Aim of the exercise: Give back the entire listing verbatim.

Exercise material:
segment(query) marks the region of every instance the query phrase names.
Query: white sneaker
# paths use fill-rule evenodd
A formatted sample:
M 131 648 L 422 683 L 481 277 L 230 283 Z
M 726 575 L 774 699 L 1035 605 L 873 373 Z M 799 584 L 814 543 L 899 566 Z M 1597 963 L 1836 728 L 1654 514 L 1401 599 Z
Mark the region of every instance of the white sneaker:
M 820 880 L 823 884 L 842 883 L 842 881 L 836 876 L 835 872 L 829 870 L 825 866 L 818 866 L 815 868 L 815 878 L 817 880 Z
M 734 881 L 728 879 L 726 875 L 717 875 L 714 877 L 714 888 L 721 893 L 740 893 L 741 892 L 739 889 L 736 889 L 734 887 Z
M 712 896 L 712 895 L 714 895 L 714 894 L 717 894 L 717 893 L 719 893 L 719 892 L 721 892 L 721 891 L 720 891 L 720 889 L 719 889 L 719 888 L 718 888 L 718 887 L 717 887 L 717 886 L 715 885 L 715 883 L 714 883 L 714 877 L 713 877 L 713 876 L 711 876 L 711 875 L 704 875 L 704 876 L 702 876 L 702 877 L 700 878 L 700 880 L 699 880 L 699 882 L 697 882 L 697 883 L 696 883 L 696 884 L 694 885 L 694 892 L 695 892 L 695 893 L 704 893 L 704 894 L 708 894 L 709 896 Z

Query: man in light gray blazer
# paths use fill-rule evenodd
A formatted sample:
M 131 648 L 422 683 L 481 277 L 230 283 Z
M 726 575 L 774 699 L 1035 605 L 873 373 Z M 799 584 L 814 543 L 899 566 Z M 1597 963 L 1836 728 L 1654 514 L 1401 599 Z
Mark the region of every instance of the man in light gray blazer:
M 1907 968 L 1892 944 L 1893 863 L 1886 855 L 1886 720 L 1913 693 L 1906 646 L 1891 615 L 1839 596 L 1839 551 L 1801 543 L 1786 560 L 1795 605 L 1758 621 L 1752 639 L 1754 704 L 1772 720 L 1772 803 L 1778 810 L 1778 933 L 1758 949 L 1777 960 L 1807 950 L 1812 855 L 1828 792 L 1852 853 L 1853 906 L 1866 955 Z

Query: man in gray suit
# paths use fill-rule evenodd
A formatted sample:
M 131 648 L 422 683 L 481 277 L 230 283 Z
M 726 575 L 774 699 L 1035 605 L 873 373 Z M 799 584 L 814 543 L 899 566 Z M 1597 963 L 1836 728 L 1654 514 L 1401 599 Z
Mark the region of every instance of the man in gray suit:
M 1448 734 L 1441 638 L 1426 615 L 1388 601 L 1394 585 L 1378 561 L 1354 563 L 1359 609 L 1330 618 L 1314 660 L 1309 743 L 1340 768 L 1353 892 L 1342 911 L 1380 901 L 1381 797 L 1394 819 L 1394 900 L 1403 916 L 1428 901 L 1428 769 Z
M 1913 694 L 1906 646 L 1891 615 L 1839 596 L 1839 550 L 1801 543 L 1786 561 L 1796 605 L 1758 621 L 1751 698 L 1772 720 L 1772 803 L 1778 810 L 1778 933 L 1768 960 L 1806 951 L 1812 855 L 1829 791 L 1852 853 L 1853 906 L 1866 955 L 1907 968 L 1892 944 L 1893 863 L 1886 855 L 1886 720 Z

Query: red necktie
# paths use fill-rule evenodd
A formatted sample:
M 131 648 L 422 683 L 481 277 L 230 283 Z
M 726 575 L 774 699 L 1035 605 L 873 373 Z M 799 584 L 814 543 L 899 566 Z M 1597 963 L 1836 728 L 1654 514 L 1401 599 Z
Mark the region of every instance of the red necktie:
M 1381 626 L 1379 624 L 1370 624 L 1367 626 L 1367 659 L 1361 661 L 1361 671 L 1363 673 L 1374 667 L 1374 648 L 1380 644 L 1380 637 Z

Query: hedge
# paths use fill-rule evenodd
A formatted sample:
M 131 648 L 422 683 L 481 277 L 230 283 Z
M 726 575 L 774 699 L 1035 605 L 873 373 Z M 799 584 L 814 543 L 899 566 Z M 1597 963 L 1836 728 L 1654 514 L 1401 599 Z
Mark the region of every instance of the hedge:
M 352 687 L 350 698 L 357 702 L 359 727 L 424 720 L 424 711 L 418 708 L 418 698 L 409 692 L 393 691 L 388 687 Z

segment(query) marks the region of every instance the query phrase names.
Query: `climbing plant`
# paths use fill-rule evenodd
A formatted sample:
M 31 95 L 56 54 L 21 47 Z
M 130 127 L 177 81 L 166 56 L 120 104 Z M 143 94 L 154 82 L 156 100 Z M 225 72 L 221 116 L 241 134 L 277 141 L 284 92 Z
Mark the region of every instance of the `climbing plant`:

Exercise response:
segment(query) marks the region of every instance the query phrase names.
Query: white sneaker
# paths use fill-rule evenodd
A formatted sample:
M 131 648 L 422 683 L 481 277 L 230 283 Z
M 726 575 L 774 699 L 1035 605 L 873 373 Z M 799 584 L 814 543 L 899 566 Z M 1597 963 L 1836 728 L 1654 514 L 1401 599 Z
Mark the region of every instance of the white sneaker:
M 820 880 L 823 884 L 842 883 L 842 881 L 836 876 L 835 872 L 829 870 L 825 866 L 818 866 L 815 868 L 815 878 L 817 880 Z
M 734 881 L 728 879 L 726 875 L 717 875 L 714 877 L 714 888 L 721 893 L 740 893 L 741 892 L 739 889 L 736 889 L 734 887 Z
M 712 896 L 712 895 L 714 895 L 714 894 L 717 894 L 717 893 L 719 893 L 719 892 L 721 892 L 721 891 L 720 891 L 720 889 L 719 889 L 719 888 L 718 888 L 718 887 L 717 887 L 717 886 L 715 885 L 715 883 L 714 883 L 714 877 L 713 877 L 713 876 L 711 876 L 711 875 L 704 875 L 704 876 L 702 876 L 702 877 L 700 878 L 700 880 L 699 880 L 699 882 L 697 882 L 697 883 L 696 883 L 696 884 L 694 885 L 694 892 L 695 892 L 695 893 L 704 893 L 704 894 L 708 894 L 709 896 Z

Query: man in light gray blazer
# paths use fill-rule evenodd
A formatted sample:
M 131 648 L 422 683 L 481 277 L 230 283 Z
M 726 575 L 774 699 L 1035 605 L 873 373 Z M 799 584 L 814 543 L 899 566 Z M 1597 963 L 1836 728 L 1654 514 L 1401 599 Z
Mark the region of every instance of the man in light gray blazer:
M 1907 968 L 1892 944 L 1893 863 L 1886 855 L 1886 720 L 1913 693 L 1906 646 L 1891 615 L 1839 596 L 1839 551 L 1801 543 L 1786 560 L 1795 605 L 1758 621 L 1752 639 L 1754 704 L 1772 720 L 1772 803 L 1778 810 L 1778 933 L 1758 949 L 1777 960 L 1807 950 L 1812 855 L 1828 792 L 1852 853 L 1853 906 L 1866 955 Z

Query: man in gray suit
# paths use fill-rule evenodd
A formatted sample:
M 131 648 L 422 683 L 481 277 L 230 283 Z
M 726 575 L 774 699 L 1035 605 L 873 373 Z M 799 584 L 814 543 L 899 566 Z M 1597 963 L 1836 728 L 1654 514 L 1401 599 Z
Mark the region of every instance of the man in gray suit:
M 1448 734 L 1441 638 L 1426 615 L 1388 601 L 1394 585 L 1378 561 L 1354 563 L 1359 609 L 1330 618 L 1314 660 L 1309 743 L 1340 768 L 1353 892 L 1342 911 L 1380 901 L 1381 797 L 1394 819 L 1394 900 L 1403 916 L 1428 901 L 1428 769 Z
M 1913 694 L 1906 646 L 1891 615 L 1839 596 L 1839 550 L 1801 543 L 1786 561 L 1796 605 L 1758 621 L 1751 698 L 1772 720 L 1772 803 L 1778 810 L 1778 933 L 1768 960 L 1806 951 L 1812 855 L 1829 791 L 1852 853 L 1853 906 L 1866 955 L 1907 968 L 1892 944 L 1893 863 L 1886 855 L 1886 720 Z

Query: red necktie
# paths use fill-rule evenodd
A formatted sample:
M 131 648 L 422 683 L 481 277 L 230 283 Z
M 726 575 L 774 699 L 1035 605 L 873 373 Z M 799 584 L 814 543 L 899 566 Z M 1597 963 L 1836 728 L 1654 514 L 1401 599 Z
Mark the region of every instance of the red necktie:
M 1381 626 L 1379 624 L 1370 624 L 1367 626 L 1367 659 L 1361 661 L 1361 671 L 1363 673 L 1374 667 L 1374 648 L 1380 644 L 1380 637 Z

Query: hedge
# paths use fill-rule evenodd
A formatted sample:
M 131 648 L 422 683 L 481 277 L 230 283 Z
M 726 575 L 774 699 L 1035 605 L 873 373 Z M 799 584 L 814 543 L 899 566 Z M 1597 963 L 1836 728 L 1654 514 L 1401 599 Z
Mark the region of every instance of the hedge:
M 352 687 L 350 698 L 357 702 L 359 727 L 424 720 L 424 711 L 418 708 L 418 698 L 409 692 L 393 691 L 388 687 Z

segment(query) marks the region of every instance the query phrase names.
Query: `climbing plant`
# paths use fill-rule evenodd
A formatted sample:
M 31 95 L 56 54 L 21 47 Z
M 130 127 L 177 81 L 166 56 L 120 104 Z M 143 94 L 154 82 L 156 100 Z M 225 72 L 221 116 L 241 134 L 277 141 L 284 92 Z
Mark the region of every instance of the `climbing plant`:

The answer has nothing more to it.